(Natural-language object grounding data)
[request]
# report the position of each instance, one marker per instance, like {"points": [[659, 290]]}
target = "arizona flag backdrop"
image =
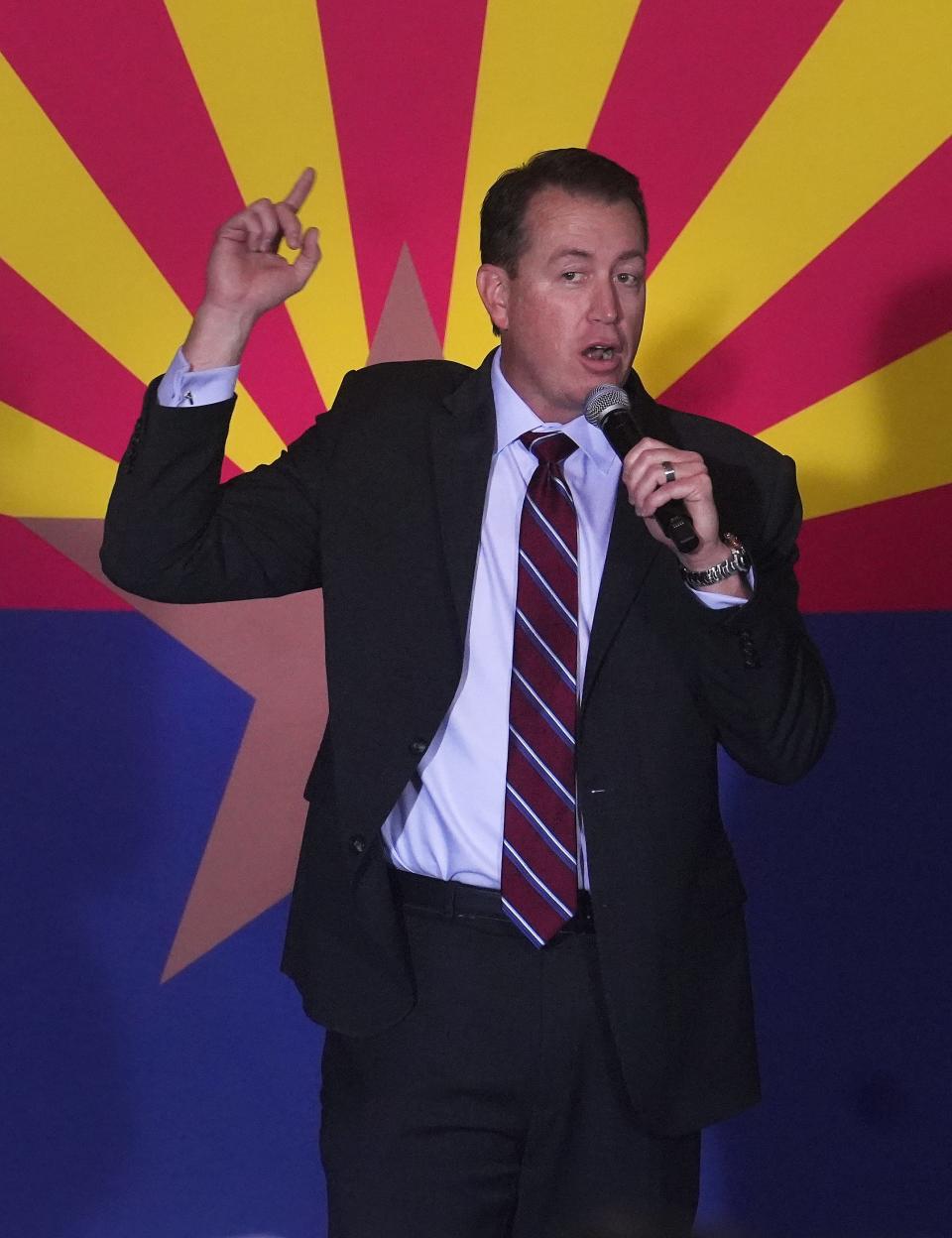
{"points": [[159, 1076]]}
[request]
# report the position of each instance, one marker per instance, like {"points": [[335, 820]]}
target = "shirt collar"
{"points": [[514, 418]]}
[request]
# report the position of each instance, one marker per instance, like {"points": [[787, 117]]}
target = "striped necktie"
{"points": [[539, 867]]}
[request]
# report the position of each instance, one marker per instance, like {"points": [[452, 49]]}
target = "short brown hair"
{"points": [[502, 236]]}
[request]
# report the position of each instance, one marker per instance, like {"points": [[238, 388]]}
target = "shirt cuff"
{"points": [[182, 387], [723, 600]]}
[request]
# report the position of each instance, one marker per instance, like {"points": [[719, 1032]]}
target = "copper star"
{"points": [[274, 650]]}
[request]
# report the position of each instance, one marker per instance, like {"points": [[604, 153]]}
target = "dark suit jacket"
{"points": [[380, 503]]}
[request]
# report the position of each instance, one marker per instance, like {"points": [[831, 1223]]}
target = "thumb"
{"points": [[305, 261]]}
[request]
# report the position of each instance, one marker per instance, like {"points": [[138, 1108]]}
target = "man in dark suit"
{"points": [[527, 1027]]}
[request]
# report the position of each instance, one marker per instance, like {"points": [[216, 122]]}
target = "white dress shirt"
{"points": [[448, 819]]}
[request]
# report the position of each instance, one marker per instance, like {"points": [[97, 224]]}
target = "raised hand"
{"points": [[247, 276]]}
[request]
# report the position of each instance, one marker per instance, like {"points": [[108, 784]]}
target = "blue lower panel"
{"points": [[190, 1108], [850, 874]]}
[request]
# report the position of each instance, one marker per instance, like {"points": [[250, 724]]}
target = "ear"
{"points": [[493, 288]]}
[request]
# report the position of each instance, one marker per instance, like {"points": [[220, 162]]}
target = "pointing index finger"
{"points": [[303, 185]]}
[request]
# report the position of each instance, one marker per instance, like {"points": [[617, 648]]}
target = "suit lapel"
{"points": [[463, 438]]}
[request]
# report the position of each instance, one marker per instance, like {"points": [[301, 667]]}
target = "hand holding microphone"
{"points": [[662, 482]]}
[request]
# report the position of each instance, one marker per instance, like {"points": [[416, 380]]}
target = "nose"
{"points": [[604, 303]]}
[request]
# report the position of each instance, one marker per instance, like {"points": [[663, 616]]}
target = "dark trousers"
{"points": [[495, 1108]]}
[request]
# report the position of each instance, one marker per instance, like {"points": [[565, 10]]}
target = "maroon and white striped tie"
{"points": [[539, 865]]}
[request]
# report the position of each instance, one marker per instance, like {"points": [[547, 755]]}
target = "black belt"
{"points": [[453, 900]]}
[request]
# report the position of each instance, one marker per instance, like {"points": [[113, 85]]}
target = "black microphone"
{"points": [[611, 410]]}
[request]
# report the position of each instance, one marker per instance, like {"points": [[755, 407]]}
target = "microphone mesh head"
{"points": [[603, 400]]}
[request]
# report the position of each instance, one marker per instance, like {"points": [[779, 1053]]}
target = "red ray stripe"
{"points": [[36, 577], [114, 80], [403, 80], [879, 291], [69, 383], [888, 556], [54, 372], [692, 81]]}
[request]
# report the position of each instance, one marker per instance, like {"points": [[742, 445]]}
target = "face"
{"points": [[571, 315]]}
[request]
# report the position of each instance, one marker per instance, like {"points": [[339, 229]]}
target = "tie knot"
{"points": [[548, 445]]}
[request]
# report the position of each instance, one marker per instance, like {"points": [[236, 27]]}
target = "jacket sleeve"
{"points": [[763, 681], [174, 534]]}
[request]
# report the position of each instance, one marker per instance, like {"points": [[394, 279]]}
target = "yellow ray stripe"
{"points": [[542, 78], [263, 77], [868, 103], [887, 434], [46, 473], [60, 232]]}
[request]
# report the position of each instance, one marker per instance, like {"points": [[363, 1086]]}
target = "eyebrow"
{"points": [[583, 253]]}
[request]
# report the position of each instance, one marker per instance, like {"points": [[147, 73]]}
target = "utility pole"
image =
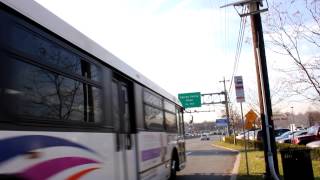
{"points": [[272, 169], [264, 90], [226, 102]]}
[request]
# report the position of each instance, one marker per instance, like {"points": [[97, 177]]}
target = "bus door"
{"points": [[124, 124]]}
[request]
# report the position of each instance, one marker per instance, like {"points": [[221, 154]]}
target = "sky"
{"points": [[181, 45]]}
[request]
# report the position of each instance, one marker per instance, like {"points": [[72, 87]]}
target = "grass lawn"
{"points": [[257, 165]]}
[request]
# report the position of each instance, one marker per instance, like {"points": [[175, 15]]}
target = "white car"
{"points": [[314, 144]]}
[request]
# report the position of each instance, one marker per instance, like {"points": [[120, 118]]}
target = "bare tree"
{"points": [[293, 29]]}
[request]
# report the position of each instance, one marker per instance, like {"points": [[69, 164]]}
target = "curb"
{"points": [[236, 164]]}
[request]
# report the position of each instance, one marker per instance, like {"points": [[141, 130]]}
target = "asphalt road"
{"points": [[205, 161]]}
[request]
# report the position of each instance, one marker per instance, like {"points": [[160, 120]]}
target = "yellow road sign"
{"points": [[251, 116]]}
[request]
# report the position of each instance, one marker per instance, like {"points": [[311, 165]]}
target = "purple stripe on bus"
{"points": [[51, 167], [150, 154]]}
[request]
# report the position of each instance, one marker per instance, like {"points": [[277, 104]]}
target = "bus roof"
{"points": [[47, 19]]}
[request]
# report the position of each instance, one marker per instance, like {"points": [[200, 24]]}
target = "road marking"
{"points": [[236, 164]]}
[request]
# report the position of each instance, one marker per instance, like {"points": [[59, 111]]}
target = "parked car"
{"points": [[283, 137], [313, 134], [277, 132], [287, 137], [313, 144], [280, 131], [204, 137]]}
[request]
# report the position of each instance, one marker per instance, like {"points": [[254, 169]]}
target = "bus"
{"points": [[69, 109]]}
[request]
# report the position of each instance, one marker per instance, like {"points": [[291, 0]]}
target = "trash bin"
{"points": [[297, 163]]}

**Task description:** Each line of the data is to be duplicated exactly; pictures stay out of the copy.

**Solution for this task:**
[request]
# report the position of each instance, one marker per instance, like {"points": [[659, 290]]}
target = "arizona flag backdrop"
image =
{"points": [[159, 1076]]}
[request]
# report the position of each instance, one marker per instance, like {"points": [[335, 820]]}
target = "shirt collar"
{"points": [[514, 418]]}
[request]
# report the position of each instance, one marker per instance, like {"points": [[787, 117]]}
target = "striped necktie"
{"points": [[539, 867]]}
[request]
# report the position of each instance, one marker per instance, like {"points": [[452, 49]]}
target = "short brown hair"
{"points": [[502, 236]]}
[request]
# report the position of each instance, one marker per instance, like {"points": [[238, 388]]}
target = "shirt cuff"
{"points": [[182, 387], [723, 600]]}
[request]
# report the position of each instance, one marker per instance, like {"points": [[719, 1032]]}
target = "copper star"
{"points": [[274, 650]]}
[request]
# report the position of each instance, one marker per instance, like {"points": [[604, 153]]}
target = "dark suit jacket"
{"points": [[380, 503]]}
[request]
# report the position of each instance, one marker per instance, like {"points": [[831, 1223]]}
target = "thumb"
{"points": [[305, 261]]}
[request]
# report the position of each instance, one marker per instance, like {"points": [[138, 1108]]}
target = "man in dark suit"
{"points": [[527, 1027]]}
[request]
# report the position of each instance, one marker per instance, like {"points": [[216, 122]]}
target = "white dress shirt"
{"points": [[448, 819]]}
[request]
# report the position of each instance, one marker per instance, like {"points": [[97, 224]]}
target = "raised hand"
{"points": [[247, 276]]}
[request]
# report the position of each instance, one marker per instance, like {"points": [[108, 784]]}
target = "blue lower panel"
{"points": [[190, 1108], [850, 874]]}
[request]
# report the position of each instance, one marker per instance, like {"points": [[250, 724]]}
target = "ear"
{"points": [[493, 288]]}
[request]
# report the position of each instance, one marker per instance, like {"points": [[220, 162]]}
target = "pointing index finger"
{"points": [[303, 185]]}
[request]
# report the position of each instance, one marker per instance, like {"points": [[617, 648]]}
target = "suit lapel"
{"points": [[463, 438]]}
[request]
# report the position of each instance, one marker per instance, like {"points": [[301, 667]]}
target = "hand holding microphone"
{"points": [[662, 482]]}
[request]
# report the position of each instance, one marker per instance, like {"points": [[416, 380]]}
target = "nose"
{"points": [[604, 303]]}
[request]
# report the position of each instance, one marker per instance, like {"points": [[663, 616]]}
target = "dark trousers"
{"points": [[495, 1108]]}
[request]
# report the position of each instance, one marker per instance, like {"points": [[565, 10]]}
target = "maroon and white striped tie"
{"points": [[539, 865]]}
[request]
# report the position of each instance, one marker per instance, like {"points": [[547, 755]]}
target = "black belt"
{"points": [[453, 900]]}
[request]
# report the position of each instance, one marker per instance, like {"points": [[113, 85]]}
target = "black microphone"
{"points": [[611, 410]]}
[request]
# report the position of each instance, one marker per instance, like {"points": [[755, 407]]}
target = "microphone mesh head"
{"points": [[603, 400]]}
[request]
# report the position of each instance, one marker per instance, like {"points": [[779, 1053]]}
target = "red ray stripe"
{"points": [[36, 577], [114, 80], [403, 80], [879, 291], [69, 383], [888, 556], [54, 372], [692, 81]]}
[request]
# report the position of each instance, one marker per instance, like {"points": [[742, 445]]}
target = "face"
{"points": [[571, 315]]}
[request]
# report the position of each instance, one marker per instance, like {"points": [[339, 229]]}
target = "tie knot"
{"points": [[548, 445]]}
[request]
# report the position of each instance, one marker per instance, like {"points": [[236, 27]]}
target = "jacket sleeve"
{"points": [[763, 681], [174, 534]]}
[request]
# report the position of each instance, one marker per instance, like {"points": [[394, 279]]}
target = "yellow ray stripe"
{"points": [[542, 78], [263, 77], [868, 103], [887, 434], [46, 473], [60, 232]]}
[request]
# report the position of each instance, one marker per instance, like {"points": [[363, 1086]]}
target = "eyebrow"
{"points": [[583, 253]]}
[request]
# report the position of each instance, one marker per instance, like {"points": [[147, 73]]}
target = "utility pole"
image =
{"points": [[272, 169], [264, 90], [226, 102]]}
[request]
# report the position of each instance, one marker per instance, like {"points": [[97, 177]]}
target = "bus door"
{"points": [[124, 124]]}
[request]
# report the position of each instance, one marker per instance, like {"points": [[221, 154]]}
target = "sky"
{"points": [[181, 45]]}
[request]
# report the position of each instance, one marker per instance, like {"points": [[72, 87]]}
target = "grass lawn"
{"points": [[257, 165]]}
[request]
# report the position of each instance, one marker per instance, like {"points": [[175, 15]]}
target = "white car"
{"points": [[314, 144]]}
[request]
# report the position of each instance, one marker per instance, like {"points": [[120, 118]]}
target = "bare tree"
{"points": [[293, 29]]}
[request]
# report the position of each instance, one marker per instance, like {"points": [[69, 164]]}
target = "curb"
{"points": [[236, 164]]}
[request]
# report the position of each instance, one marker per instance, like {"points": [[141, 130]]}
target = "asphalt road"
{"points": [[205, 161]]}
[request]
# report the position of each instance, one marker per instance, like {"points": [[160, 120]]}
target = "yellow road sign"
{"points": [[251, 116]]}
[request]
# report the position of each instance, one marker per instance, like {"points": [[311, 165]]}
target = "purple stripe on bus"
{"points": [[51, 167], [150, 154]]}
[request]
# report the position of each instance, one marker per instance, like {"points": [[277, 104]]}
target = "bus roof"
{"points": [[47, 19]]}
[request]
# report the position of each instance, one marker per instance, like {"points": [[200, 24]]}
target = "road marking"
{"points": [[236, 164]]}
[request]
# report the position of each instance, one marker per instance, like {"points": [[59, 111]]}
target = "parked car"
{"points": [[283, 137], [313, 134], [277, 132], [287, 137], [313, 144], [280, 131], [204, 137]]}
[request]
# report the position of each instance, one marker per instance, like {"points": [[254, 169]]}
target = "bus"
{"points": [[69, 109]]}
[request]
# report the position of each instance, one marker per instance, like {"points": [[291, 0]]}
target = "trash bin"
{"points": [[297, 163]]}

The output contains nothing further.